Update the entries below by replacing "monstera leaf" with "fern frond" and leave every other part of them unchanged.

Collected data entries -
********

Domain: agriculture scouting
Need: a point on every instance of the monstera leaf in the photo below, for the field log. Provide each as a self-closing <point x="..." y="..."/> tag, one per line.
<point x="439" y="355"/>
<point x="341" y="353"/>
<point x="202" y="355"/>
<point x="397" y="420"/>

********

Written answer -
Domain: agriculture scouting
Need: a point on every instance of the fern frond in the photo below, for the field log. Provide each as a self-closing <point x="..." y="..."/> tag, one per line.
<point x="439" y="355"/>
<point x="341" y="353"/>
<point x="202" y="355"/>
<point x="397" y="420"/>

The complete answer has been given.